Problem requirements:
Apart from the pictures, return every line of the listing exactly.

Extracted records:
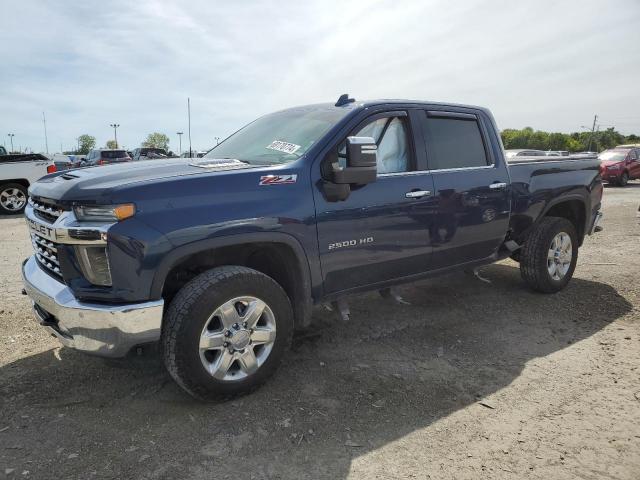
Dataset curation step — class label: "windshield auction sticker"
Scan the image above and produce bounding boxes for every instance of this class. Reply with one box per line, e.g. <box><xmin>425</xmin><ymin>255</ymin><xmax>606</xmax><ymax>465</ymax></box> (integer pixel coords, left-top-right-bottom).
<box><xmin>266</xmin><ymin>140</ymin><xmax>301</xmax><ymax>155</ymax></box>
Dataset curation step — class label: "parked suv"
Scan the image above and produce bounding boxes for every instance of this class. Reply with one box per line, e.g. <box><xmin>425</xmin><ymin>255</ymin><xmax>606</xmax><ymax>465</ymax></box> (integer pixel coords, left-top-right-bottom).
<box><xmin>83</xmin><ymin>149</ymin><xmax>131</xmax><ymax>166</ymax></box>
<box><xmin>598</xmin><ymin>147</ymin><xmax>640</xmax><ymax>186</ymax></box>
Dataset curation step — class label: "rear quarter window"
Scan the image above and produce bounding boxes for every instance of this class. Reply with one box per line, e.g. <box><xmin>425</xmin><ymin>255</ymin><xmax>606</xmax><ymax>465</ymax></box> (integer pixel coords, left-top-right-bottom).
<box><xmin>422</xmin><ymin>114</ymin><xmax>489</xmax><ymax>170</ymax></box>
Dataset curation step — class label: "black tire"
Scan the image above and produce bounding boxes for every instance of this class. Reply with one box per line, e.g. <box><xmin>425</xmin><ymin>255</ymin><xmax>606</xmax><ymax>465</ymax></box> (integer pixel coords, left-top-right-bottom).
<box><xmin>619</xmin><ymin>171</ymin><xmax>629</xmax><ymax>187</ymax></box>
<box><xmin>162</xmin><ymin>266</ymin><xmax>293</xmax><ymax>401</ymax></box>
<box><xmin>520</xmin><ymin>217</ymin><xmax>578</xmax><ymax>293</ymax></box>
<box><xmin>0</xmin><ymin>183</ymin><xmax>28</xmax><ymax>215</ymax></box>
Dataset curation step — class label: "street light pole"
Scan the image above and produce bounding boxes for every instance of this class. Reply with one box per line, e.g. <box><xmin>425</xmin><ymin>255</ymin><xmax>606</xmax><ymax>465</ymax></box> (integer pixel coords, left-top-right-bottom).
<box><xmin>7</xmin><ymin>134</ymin><xmax>15</xmax><ymax>152</ymax></box>
<box><xmin>214</xmin><ymin>136</ymin><xmax>220</xmax><ymax>145</ymax></box>
<box><xmin>187</xmin><ymin>98</ymin><xmax>192</xmax><ymax>158</ymax></box>
<box><xmin>42</xmin><ymin>112</ymin><xmax>49</xmax><ymax>154</ymax></box>
<box><xmin>177</xmin><ymin>132</ymin><xmax>183</xmax><ymax>155</ymax></box>
<box><xmin>110</xmin><ymin>123</ymin><xmax>120</xmax><ymax>149</ymax></box>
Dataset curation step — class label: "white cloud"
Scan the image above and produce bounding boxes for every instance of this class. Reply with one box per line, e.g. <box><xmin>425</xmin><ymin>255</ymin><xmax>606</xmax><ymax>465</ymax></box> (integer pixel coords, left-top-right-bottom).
<box><xmin>1</xmin><ymin>0</ymin><xmax>639</xmax><ymax>153</ymax></box>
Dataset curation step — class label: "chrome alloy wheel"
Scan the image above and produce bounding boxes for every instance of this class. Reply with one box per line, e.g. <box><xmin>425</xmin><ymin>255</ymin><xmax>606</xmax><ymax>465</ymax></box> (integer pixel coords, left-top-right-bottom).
<box><xmin>199</xmin><ymin>296</ymin><xmax>276</xmax><ymax>381</ymax></box>
<box><xmin>547</xmin><ymin>232</ymin><xmax>572</xmax><ymax>281</ymax></box>
<box><xmin>0</xmin><ymin>187</ymin><xmax>26</xmax><ymax>211</ymax></box>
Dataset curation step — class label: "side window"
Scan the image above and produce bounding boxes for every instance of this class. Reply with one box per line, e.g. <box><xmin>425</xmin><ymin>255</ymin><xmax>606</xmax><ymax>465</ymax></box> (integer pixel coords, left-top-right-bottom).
<box><xmin>339</xmin><ymin>116</ymin><xmax>410</xmax><ymax>174</ymax></box>
<box><xmin>630</xmin><ymin>149</ymin><xmax>638</xmax><ymax>160</ymax></box>
<box><xmin>423</xmin><ymin>114</ymin><xmax>489</xmax><ymax>170</ymax></box>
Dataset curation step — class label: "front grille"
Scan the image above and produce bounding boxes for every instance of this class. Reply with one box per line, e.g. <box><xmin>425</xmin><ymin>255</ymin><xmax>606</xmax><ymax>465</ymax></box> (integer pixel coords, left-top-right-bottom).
<box><xmin>28</xmin><ymin>198</ymin><xmax>65</xmax><ymax>224</ymax></box>
<box><xmin>31</xmin><ymin>232</ymin><xmax>63</xmax><ymax>279</ymax></box>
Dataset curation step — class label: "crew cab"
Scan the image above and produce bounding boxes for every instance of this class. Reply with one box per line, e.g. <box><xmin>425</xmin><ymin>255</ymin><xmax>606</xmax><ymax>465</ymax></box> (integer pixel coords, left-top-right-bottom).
<box><xmin>21</xmin><ymin>96</ymin><xmax>603</xmax><ymax>400</ymax></box>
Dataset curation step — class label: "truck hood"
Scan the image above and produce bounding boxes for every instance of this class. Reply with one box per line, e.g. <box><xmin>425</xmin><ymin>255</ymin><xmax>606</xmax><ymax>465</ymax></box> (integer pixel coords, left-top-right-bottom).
<box><xmin>30</xmin><ymin>158</ymin><xmax>257</xmax><ymax>204</ymax></box>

Result of the task:
Dataset curation step — class label: "windshield auction sticker"
Scan the image above and produce bounding boxes for every instance of this class. Reply with one box per line, e.g. <box><xmin>425</xmin><ymin>255</ymin><xmax>606</xmax><ymax>465</ymax></box> (integer pixel coords, left-top-right-bottom).
<box><xmin>266</xmin><ymin>140</ymin><xmax>301</xmax><ymax>155</ymax></box>
Dataset curation step — class label: "parked suv"
Scan the image above and produce bounding boxes for every instance of this class. Reply with one box per line, e.g. <box><xmin>425</xmin><ymin>255</ymin><xmax>606</xmax><ymax>465</ymax></box> (integer pixel coords, left-top-right-bottom).
<box><xmin>83</xmin><ymin>149</ymin><xmax>131</xmax><ymax>166</ymax></box>
<box><xmin>598</xmin><ymin>147</ymin><xmax>640</xmax><ymax>186</ymax></box>
Dataset curation step — class label: "rear quarter window"
Scan the image above and produce bounding boxes for every instance of this class. Reply with one box per line, e.g. <box><xmin>425</xmin><ymin>255</ymin><xmax>606</xmax><ymax>465</ymax></box> (integer pixel coords, left-top-right-bottom).
<box><xmin>422</xmin><ymin>114</ymin><xmax>489</xmax><ymax>170</ymax></box>
Dataset curation step — class label: "black tire"
Scan the image above and produce bounding boxes for every instance of this class. Reply with one box per line, e.g. <box><xmin>425</xmin><ymin>255</ymin><xmax>606</xmax><ymax>465</ymax></box> (integer pixel coords, left-top-right-bottom).
<box><xmin>619</xmin><ymin>171</ymin><xmax>629</xmax><ymax>187</ymax></box>
<box><xmin>162</xmin><ymin>266</ymin><xmax>293</xmax><ymax>401</ymax></box>
<box><xmin>520</xmin><ymin>217</ymin><xmax>578</xmax><ymax>293</ymax></box>
<box><xmin>0</xmin><ymin>183</ymin><xmax>28</xmax><ymax>215</ymax></box>
Dataset curation step — class label: "street light pole"
Scan the image above and produce bounding boxes for every instance of this class. Reply with one box per line, e.g. <box><xmin>425</xmin><ymin>255</ymin><xmax>606</xmax><ymax>465</ymax></box> (integer pixel coords, left-top-right-bottom).
<box><xmin>7</xmin><ymin>134</ymin><xmax>15</xmax><ymax>152</ymax></box>
<box><xmin>214</xmin><ymin>136</ymin><xmax>220</xmax><ymax>145</ymax></box>
<box><xmin>187</xmin><ymin>98</ymin><xmax>192</xmax><ymax>158</ymax></box>
<box><xmin>42</xmin><ymin>112</ymin><xmax>49</xmax><ymax>154</ymax></box>
<box><xmin>177</xmin><ymin>132</ymin><xmax>183</xmax><ymax>155</ymax></box>
<box><xmin>110</xmin><ymin>123</ymin><xmax>120</xmax><ymax>149</ymax></box>
Dataset curation step — class label: "white cloud"
Scan the image above and produce bounding boxes for every instance of this class. Reply with one box per line, e.g. <box><xmin>425</xmin><ymin>255</ymin><xmax>606</xmax><ymax>465</ymax></box> (integer pixel coords, left-top-right-bottom).
<box><xmin>1</xmin><ymin>0</ymin><xmax>639</xmax><ymax>153</ymax></box>
Dataset curation step — class label: "chrome alloy wheel"
Scan the image above and produce bounding boxes for every instance of this class. Reply with one box per line, e.g. <box><xmin>425</xmin><ymin>255</ymin><xmax>606</xmax><ymax>465</ymax></box> (integer pixel coords, left-top-right-bottom).
<box><xmin>199</xmin><ymin>296</ymin><xmax>276</xmax><ymax>381</ymax></box>
<box><xmin>547</xmin><ymin>232</ymin><xmax>572</xmax><ymax>281</ymax></box>
<box><xmin>0</xmin><ymin>187</ymin><xmax>26</xmax><ymax>211</ymax></box>
Dataset curation step — class label: "side window"
Scan the image above and produce bounding boxes for every instance of this class. Reply with one box per line, e.g. <box><xmin>425</xmin><ymin>255</ymin><xmax>606</xmax><ymax>465</ymax></box> (integer pixel coords, left-top-right-bottom).
<box><xmin>339</xmin><ymin>116</ymin><xmax>410</xmax><ymax>174</ymax></box>
<box><xmin>630</xmin><ymin>149</ymin><xmax>638</xmax><ymax>160</ymax></box>
<box><xmin>423</xmin><ymin>114</ymin><xmax>489</xmax><ymax>170</ymax></box>
Dataset curation step — class label: "front grille"
Scan the image above and produce bounding boxes for every instance of this class. Reply with one box per line, e.g. <box><xmin>425</xmin><ymin>255</ymin><xmax>606</xmax><ymax>465</ymax></box> (integer pixel coords, left-top-right-bottom).
<box><xmin>28</xmin><ymin>198</ymin><xmax>65</xmax><ymax>224</ymax></box>
<box><xmin>31</xmin><ymin>232</ymin><xmax>63</xmax><ymax>279</ymax></box>
Dataset curation step — class label: "crew cab"
Scan the image above and produce bounding boxes for every instance of this class. Reply with one box per line, e.g. <box><xmin>425</xmin><ymin>255</ymin><xmax>606</xmax><ymax>465</ymax></box> (integer pixel coords, left-top-right-bottom).
<box><xmin>21</xmin><ymin>96</ymin><xmax>603</xmax><ymax>400</ymax></box>
Dataset curation step — class label: "truck hood"
Scan the image above and produce bounding boxes for every instance of this class. Reply with one box per line, e.g. <box><xmin>425</xmin><ymin>255</ymin><xmax>606</xmax><ymax>465</ymax></box> (integer pixel coords, left-top-right-bottom).
<box><xmin>30</xmin><ymin>158</ymin><xmax>257</xmax><ymax>204</ymax></box>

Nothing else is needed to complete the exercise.